## start Passage to read

Tactics

Tactics are Lean programs that manipulate a custom state. All tactics are, in the end, of type TacticM Unit. This has the type:

-- from Lean/Elab/Tactic/Basic.lean
TacticM = ReaderT Context $ StateRefT State TermElabM

But before demonstrating how to use TacticM, we shall explore macro-based tactics.

Tactics by Macro Expansion

Just like many other parts of the Lean 4 infrastructure, tactics too can be declared by lightweight macro expansion.

For example, we build an example of a custom_sorry_macro that elaborates into a sorry. We write this as a macro expansion, which expands the piece of syntax custom_sorry_macro into the piece of syntax sorry:

import Lean.Elab.Tactic

macro "custom_sorry_macro" : tactic => `(tactic| sorry)

example : 1 = 42 := by
  custom_sorry_macro

Implementing trivial: Extensible Tactics by Macro Expansion

As more complex examples, we can write a tactic such as custom_tactic, which is initially completely unimplemented, and can be extended with more tactics. We start by simply declaring the tactic with no implementation:

syntax "custom_tactic" : tactic

/-- error: tactic 'tacticCustom_tactic' has not been implemented -/
example : 42 = 42 := by
  custom_tactic
  sorry

We will now add the rfl tactic into custom_tactic, which will allow us to prove the previous theorem

macro_rules
| `(tactic| custom_tactic) => `(tactic| rfl)

example : 42 = 42 := by
   custom_tactic
-- Goals accomplished 🎉

We can now try a harder problem, that cannot be immediately dispatched by rfl:

#check_failure (by custom_tactic : 43 = 43 ∧ 42 = 42)
-- type mismatch
--   Iff.rfl
-- has type
--   ?m.1437 ↔ ?m.1437 : Prop
-- but is expected to have type
--   43 = 43 ∧ 42 = 42 : Prop

We extend the custom_tactic tactic with a tactic that tries to break And down with apply And.intro, and then (recursively (!)) applies custom_tactic to the two cases with (<;> trivial) to solve the generated subcases 43 = 43, 42 = 42.

## end Passage to read
## start Material

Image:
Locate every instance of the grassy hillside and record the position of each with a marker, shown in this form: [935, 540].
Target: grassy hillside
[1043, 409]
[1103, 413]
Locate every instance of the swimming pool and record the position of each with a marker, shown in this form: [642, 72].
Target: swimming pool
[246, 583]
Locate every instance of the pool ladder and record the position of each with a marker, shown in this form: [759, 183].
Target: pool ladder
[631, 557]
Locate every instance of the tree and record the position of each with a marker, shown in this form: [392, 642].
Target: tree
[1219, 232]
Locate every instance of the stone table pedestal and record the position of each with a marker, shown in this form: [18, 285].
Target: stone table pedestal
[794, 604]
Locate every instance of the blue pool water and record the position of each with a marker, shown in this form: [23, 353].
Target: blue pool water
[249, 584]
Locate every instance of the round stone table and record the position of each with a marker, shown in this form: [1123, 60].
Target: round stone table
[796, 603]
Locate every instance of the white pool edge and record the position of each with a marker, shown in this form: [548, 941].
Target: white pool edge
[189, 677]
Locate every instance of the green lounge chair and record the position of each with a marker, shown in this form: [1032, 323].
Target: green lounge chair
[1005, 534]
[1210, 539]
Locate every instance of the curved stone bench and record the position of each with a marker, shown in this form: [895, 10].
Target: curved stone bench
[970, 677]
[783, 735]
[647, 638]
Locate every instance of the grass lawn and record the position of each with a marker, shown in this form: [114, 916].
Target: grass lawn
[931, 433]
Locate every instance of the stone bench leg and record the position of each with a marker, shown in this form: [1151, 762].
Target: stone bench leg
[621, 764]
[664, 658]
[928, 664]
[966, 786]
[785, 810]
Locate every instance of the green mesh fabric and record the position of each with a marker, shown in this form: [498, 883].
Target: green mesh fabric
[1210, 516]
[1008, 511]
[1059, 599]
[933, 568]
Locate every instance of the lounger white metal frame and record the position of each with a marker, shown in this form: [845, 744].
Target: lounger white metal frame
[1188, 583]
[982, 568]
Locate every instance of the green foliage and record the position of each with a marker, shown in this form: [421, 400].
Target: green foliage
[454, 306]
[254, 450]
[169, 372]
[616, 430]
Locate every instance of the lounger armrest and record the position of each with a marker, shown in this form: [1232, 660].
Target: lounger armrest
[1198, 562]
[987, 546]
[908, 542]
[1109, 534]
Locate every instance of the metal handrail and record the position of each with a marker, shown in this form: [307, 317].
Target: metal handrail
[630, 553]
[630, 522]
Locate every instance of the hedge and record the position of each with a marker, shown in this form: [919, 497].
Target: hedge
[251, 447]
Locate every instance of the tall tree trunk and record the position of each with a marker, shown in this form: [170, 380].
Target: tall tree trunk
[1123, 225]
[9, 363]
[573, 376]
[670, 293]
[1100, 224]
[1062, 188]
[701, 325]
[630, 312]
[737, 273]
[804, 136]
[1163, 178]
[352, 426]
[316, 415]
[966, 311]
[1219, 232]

## end Material

◆ **Challenges**
1. Retype the passage of the tactics text that begins at the words "Tactics are Lean" and stops after the words "explore macro-based tactics.".
2. List every section heading that appears in the tactics text.
3. Translate this sentence from the tactics text into Spanish: "Tactics are Lean programs that manipulate a custom state."
The records were drawn from a separate source.

◆ **Responses to the exercise**
1.
Tactics are Lean programs that manipulate a custom state. All tactics are, in the end, of type TacticM Unit. This has the type:

-- from Lean/Elab/Tactic/Basic.lean
TacticM = ReaderT Context $ StateRefT State TermElabM

But before demonstrating how to use TacticM, we shall explore macro-based tactics.

2.
Tactics
Tactics by Macro Expansion
Implementing trivial: Extensible Tactics by Macro Expansion

3. Las tácticas son programas de Lean que manipulan un estado personalizado.